- _Given text_:
· · · · ·
Several months into my Diploma of Counselling, one key point keeps poking me. It’s a pokey point from my language coaching days in Japan and one which, to me, reveals a vital element in our psychology.
I’ve researched widely: occult practices, religion, socio-political ideology, education, and psychology. One key insight of sociology is that civilisations depend upon education, on learning.
I reckon this is key to understanding ourselves and our species. First step, then, is to define ‘learning’.
Using Ockham’s Razor – identifying the most succinct explanation – in language teaching, learning is a 4-step process:
1. I do not know that I do not know
2. I know that I do not know
3. I know that I know
4. I do not know that I know
In other words, we are ignorant, then we realise that we don’t have the info which we need, then we learn that info and apply it. The final step is post-Yoda: ‘You must unlearn what you have learned’. Most TESOL practitioners refer to this step as mastery.
In psychology, a different 4-point reference is the Johari Window (please note the social component here – ‘no man is an island’):
1. What I know and what others know
2. What I know but others do not know
3. What I do not know but others do
4. What neither I nor others know
We have a public image, the ‘known knowns’, and a private life we share only within intimate connections. Point 3 is our blind spot which therapists focus on so as to raise awareness. Otherwise, there is the Great Unknown into which we may plunge, from time to time.
· · · · ·
- _Provided material_:
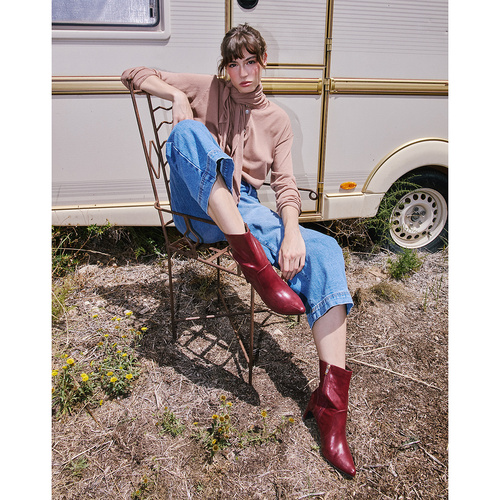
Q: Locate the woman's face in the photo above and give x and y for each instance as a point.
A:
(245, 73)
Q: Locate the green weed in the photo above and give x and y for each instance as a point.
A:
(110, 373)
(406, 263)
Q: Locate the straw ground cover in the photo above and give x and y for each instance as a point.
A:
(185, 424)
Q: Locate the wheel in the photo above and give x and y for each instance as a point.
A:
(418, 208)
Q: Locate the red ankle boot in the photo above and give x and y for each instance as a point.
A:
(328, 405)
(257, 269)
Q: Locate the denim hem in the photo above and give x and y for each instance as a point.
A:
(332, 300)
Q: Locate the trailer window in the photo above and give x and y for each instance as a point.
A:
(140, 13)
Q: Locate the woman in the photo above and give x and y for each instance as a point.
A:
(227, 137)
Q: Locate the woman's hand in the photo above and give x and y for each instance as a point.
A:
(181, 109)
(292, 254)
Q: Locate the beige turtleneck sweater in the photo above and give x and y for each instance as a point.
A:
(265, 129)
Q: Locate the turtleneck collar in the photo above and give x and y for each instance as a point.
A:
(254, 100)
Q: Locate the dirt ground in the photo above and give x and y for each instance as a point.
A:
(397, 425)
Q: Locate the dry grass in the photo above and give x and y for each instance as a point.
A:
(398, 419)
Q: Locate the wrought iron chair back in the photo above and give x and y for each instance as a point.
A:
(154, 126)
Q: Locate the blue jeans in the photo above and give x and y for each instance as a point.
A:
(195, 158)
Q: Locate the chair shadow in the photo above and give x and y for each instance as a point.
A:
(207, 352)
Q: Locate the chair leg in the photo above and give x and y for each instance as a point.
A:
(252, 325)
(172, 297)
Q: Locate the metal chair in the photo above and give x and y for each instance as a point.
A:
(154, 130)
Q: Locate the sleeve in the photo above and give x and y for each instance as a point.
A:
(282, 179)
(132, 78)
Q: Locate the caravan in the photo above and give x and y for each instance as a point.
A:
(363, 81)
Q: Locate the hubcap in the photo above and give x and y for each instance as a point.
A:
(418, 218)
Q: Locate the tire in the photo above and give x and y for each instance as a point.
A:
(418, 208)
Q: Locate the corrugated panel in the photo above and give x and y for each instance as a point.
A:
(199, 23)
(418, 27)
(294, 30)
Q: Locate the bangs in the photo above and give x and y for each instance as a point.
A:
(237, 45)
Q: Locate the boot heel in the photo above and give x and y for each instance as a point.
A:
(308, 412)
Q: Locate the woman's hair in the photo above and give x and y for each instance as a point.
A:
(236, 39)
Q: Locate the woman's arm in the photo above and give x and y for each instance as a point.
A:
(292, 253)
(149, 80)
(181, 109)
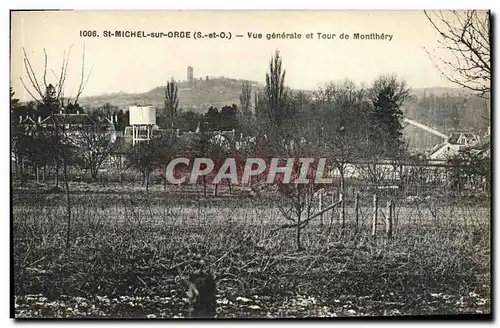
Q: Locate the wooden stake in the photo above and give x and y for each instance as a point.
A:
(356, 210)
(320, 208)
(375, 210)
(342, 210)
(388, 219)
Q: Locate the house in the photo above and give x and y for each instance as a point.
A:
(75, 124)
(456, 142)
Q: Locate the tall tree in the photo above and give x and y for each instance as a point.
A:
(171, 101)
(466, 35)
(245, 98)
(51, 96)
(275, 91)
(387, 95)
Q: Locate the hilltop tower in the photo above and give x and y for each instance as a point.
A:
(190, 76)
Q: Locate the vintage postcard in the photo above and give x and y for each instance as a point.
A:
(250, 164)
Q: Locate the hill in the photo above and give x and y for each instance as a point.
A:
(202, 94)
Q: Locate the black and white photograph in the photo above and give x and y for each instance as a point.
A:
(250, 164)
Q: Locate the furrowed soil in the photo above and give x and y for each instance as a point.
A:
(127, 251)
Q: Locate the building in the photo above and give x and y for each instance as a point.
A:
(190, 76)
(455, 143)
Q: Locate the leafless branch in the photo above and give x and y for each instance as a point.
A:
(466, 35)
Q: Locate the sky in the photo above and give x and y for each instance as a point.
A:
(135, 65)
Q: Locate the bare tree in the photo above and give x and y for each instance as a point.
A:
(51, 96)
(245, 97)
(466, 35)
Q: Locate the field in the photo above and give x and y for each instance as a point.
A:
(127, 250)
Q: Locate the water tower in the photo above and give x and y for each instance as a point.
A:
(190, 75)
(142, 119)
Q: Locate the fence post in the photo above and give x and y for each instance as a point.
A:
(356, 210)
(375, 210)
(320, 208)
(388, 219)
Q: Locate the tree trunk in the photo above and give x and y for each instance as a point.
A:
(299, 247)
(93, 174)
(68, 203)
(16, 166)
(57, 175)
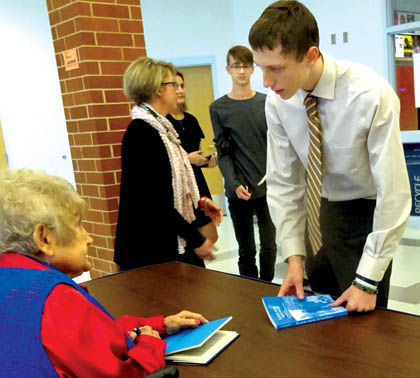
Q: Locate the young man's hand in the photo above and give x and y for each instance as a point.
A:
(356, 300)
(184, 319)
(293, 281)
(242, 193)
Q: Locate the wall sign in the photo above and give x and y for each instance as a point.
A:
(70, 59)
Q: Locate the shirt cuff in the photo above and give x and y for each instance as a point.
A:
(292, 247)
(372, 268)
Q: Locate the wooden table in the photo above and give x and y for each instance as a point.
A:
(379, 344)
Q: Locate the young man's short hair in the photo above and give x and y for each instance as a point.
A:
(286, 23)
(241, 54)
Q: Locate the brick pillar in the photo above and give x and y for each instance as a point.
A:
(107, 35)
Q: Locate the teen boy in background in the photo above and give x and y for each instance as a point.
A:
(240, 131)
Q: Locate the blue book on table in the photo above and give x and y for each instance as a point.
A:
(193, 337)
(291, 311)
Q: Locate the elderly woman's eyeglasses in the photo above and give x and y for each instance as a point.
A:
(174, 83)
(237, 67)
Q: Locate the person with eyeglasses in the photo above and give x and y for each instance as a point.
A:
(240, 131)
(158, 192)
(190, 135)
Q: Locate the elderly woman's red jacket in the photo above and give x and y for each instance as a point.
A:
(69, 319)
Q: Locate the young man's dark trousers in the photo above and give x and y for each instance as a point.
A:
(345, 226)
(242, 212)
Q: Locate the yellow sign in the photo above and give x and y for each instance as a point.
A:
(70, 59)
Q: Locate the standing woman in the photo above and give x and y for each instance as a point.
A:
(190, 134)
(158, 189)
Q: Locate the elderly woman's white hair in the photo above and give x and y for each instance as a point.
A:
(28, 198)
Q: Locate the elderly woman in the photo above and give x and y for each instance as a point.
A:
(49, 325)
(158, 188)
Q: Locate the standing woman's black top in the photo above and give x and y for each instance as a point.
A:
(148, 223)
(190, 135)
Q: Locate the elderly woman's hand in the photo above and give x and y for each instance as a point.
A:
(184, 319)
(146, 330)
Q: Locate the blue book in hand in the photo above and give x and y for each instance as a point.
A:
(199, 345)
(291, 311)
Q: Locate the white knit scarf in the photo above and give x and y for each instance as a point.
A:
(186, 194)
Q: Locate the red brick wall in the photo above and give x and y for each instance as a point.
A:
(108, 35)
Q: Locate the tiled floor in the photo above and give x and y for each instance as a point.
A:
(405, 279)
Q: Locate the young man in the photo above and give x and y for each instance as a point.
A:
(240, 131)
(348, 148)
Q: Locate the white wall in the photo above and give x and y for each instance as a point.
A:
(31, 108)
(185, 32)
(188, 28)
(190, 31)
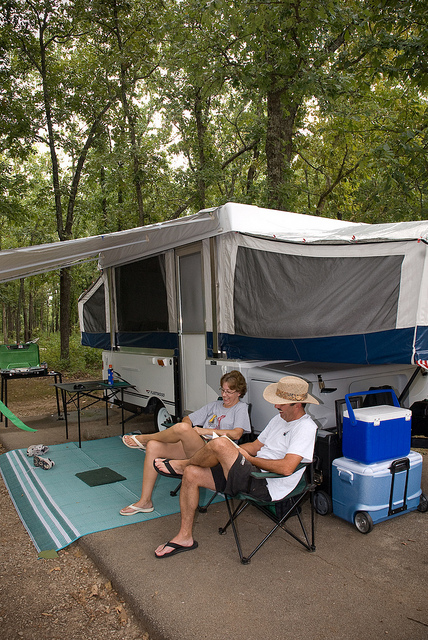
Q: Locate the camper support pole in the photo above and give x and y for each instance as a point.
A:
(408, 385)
· · · · ·
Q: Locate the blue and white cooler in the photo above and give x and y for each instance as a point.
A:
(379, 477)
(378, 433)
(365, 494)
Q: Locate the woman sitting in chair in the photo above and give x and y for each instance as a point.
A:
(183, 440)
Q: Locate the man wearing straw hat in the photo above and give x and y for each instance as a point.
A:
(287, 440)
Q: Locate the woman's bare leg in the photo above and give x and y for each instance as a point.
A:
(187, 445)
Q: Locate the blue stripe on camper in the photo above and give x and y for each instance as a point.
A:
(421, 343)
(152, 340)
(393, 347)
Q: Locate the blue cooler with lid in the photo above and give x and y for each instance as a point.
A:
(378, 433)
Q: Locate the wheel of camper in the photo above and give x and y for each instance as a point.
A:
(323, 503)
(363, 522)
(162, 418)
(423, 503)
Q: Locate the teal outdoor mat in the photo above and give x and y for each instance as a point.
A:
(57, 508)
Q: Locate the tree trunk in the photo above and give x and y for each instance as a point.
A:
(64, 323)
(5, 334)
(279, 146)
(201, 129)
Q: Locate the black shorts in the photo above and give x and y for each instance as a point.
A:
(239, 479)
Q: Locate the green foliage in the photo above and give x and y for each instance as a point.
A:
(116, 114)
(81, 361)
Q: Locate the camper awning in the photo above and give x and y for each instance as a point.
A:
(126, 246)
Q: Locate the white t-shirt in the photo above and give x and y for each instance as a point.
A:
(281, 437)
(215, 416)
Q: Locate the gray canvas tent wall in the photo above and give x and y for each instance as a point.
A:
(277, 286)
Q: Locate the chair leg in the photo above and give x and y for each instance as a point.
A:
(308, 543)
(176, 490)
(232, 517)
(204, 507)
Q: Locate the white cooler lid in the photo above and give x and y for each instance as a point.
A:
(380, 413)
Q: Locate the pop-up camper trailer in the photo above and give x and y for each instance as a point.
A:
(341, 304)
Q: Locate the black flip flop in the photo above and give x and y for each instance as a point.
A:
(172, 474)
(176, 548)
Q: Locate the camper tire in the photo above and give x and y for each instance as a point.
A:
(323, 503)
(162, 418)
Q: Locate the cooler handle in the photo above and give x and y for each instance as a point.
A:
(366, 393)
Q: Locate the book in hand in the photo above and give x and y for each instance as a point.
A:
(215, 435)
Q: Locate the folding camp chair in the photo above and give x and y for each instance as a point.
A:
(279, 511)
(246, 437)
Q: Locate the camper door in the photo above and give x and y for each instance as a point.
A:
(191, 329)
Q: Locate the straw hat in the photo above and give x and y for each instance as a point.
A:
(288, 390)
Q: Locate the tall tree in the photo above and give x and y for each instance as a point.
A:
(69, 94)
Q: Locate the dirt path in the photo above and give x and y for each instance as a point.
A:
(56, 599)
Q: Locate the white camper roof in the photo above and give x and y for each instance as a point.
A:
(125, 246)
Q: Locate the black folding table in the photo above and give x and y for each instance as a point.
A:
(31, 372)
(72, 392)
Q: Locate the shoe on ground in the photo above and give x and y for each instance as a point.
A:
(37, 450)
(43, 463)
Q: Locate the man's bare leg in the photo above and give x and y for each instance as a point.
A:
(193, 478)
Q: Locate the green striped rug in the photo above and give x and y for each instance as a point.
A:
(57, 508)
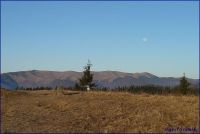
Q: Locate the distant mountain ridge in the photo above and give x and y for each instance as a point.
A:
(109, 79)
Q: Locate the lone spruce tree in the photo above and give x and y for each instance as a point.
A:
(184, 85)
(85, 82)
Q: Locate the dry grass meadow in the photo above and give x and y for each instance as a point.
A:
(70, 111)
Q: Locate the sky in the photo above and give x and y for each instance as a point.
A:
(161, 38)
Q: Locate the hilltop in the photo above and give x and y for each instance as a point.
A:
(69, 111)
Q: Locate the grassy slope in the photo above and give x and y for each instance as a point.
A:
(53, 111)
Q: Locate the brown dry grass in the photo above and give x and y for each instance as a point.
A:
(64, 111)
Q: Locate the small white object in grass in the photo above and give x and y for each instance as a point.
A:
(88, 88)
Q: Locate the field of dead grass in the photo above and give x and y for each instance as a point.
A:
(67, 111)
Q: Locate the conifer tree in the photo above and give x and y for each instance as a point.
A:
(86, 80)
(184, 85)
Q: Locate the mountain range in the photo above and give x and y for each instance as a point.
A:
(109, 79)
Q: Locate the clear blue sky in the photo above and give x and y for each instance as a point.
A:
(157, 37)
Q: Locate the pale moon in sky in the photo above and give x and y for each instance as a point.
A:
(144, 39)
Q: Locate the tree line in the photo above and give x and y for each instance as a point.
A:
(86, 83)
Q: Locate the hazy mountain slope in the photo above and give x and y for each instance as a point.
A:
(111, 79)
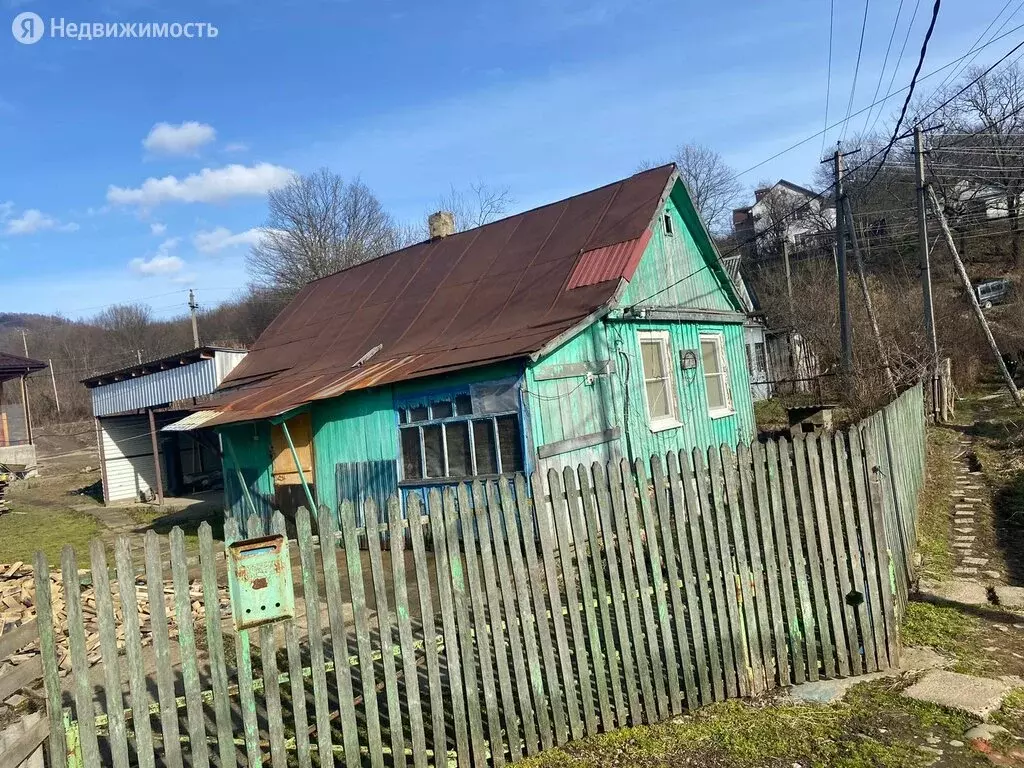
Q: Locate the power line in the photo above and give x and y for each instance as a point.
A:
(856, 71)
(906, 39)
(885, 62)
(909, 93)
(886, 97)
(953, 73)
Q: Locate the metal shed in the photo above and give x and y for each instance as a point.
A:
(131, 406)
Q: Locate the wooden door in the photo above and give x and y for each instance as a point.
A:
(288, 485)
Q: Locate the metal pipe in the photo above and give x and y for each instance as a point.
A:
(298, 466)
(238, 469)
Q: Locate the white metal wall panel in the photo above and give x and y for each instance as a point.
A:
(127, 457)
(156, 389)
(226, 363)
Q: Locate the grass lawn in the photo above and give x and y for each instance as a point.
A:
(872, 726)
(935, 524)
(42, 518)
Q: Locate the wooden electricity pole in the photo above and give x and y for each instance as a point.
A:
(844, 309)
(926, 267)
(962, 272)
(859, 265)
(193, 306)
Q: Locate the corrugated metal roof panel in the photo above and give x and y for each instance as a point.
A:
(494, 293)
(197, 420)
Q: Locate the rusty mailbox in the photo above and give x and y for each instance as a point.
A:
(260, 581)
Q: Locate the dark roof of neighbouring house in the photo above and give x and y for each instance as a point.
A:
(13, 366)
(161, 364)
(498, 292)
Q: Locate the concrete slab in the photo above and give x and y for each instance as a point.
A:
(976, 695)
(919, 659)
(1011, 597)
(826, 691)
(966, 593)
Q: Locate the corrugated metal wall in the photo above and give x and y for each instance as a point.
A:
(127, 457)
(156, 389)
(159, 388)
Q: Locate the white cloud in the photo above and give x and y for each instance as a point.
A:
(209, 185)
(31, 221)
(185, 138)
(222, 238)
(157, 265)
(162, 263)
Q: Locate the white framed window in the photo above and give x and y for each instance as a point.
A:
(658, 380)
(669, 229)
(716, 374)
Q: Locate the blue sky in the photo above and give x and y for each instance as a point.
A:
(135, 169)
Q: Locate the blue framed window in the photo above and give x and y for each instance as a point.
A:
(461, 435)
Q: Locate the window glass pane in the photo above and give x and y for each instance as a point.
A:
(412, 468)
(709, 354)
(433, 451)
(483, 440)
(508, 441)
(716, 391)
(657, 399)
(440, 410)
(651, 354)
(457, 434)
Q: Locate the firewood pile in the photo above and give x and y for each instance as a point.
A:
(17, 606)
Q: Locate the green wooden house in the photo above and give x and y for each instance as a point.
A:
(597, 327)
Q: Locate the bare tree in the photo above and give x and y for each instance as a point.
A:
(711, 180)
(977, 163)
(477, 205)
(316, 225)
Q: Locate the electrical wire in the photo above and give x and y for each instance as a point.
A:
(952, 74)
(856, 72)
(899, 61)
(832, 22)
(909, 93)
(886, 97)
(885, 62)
· · · · ·
- _Directions_:
(a) According to the text on learning, what do most TESOL practitioners call the fourth step of learning?
(b) Write the next part of the text on learning, beginning after its last sentence.
The rows play no part in what you need to do here.

- _Responses in order_:
(a) They call it mastery.

(b)
One more element really important to psychological learning is the Bayesian Hierarchy. Sounds awfully official but it’s easy to observe it in practice:
1. Observable data: incoming info, the outside world, others
2. Filters: attitudes, self-talk, physiology, emotions, beliefs
3. Children: data prompts child to create predictions about external reality; over time we give certain predictions more weight
4. Higher-Level Filters: expectations, learnings, complying with the group, family vs social norms, belief systems
5. Adults: prediction weightings determine what data is ignored; certain predictions are reinforced over time preventing relevant new data from having weight i.e. reality is ignored
6. Adult learning is the trick of connecting new data to current knowledge networks (my passion)
Indoctrination is where children learn what to expect of reality. Content we internalise as children has life-long consequences due to the weightings we give them.
There is one more point…
According to sociology studies, an impartial, secular education positioned firmly within meritocracy promotes democracy, transparency, and institutional health. Equality and moral integrity, too. If we want a prosperous society, this is how we do it.
Becoming aware of what we do not know, what others know, applying critical thinking, and how we have weighted our beliefs: these are the key steps of learning which we can all explore.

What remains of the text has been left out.